= What you should do =
Repeat the lines between the one holding "target: coniferous forest" and the one holding "94 21 L 100", inclusive.

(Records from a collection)
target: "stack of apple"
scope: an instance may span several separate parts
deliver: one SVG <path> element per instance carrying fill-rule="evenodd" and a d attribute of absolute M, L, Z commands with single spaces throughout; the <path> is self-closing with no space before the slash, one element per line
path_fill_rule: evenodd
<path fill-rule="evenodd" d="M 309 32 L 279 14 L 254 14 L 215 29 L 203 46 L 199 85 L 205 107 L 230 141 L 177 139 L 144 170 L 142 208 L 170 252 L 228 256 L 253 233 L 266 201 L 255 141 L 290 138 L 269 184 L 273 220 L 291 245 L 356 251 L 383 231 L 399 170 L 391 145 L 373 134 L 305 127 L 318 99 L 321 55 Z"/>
==
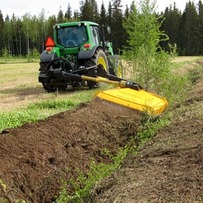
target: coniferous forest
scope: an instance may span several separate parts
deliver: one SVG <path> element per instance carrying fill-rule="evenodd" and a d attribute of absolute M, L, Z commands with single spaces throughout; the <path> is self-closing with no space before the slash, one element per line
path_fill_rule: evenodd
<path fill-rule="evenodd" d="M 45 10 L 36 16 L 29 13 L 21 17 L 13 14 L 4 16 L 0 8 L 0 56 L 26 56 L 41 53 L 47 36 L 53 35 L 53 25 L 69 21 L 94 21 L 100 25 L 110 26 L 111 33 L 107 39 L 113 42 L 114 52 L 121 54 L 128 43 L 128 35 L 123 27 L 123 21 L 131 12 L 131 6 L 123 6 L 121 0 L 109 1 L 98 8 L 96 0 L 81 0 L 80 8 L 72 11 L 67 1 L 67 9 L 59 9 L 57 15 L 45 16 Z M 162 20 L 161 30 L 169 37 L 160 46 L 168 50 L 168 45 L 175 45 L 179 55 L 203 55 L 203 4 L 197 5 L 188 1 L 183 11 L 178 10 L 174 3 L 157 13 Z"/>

= Output for this task =
target: coniferous forest
scope: an instance may span several separate parts
deliver: one SVG <path> element per instance carrying fill-rule="evenodd" and a d attribute of absolute M, L, Z commands with single spaces throughout; the <path> is self-closing with no space before the slash, one element per line
path_fill_rule: evenodd
<path fill-rule="evenodd" d="M 45 10 L 36 16 L 29 13 L 21 17 L 13 14 L 4 16 L 0 8 L 0 56 L 26 56 L 41 53 L 47 36 L 53 35 L 53 25 L 69 21 L 94 21 L 100 25 L 110 26 L 111 33 L 107 39 L 113 42 L 114 52 L 121 54 L 128 43 L 128 35 L 123 27 L 123 21 L 131 12 L 131 6 L 123 6 L 121 0 L 109 1 L 98 8 L 96 0 L 81 0 L 80 8 L 72 11 L 67 1 L 67 9 L 59 9 L 57 15 L 45 16 Z M 162 20 L 161 30 L 169 37 L 160 46 L 168 50 L 168 45 L 175 45 L 179 55 L 203 55 L 203 4 L 197 5 L 188 1 L 183 11 L 178 10 L 174 3 L 157 13 Z"/>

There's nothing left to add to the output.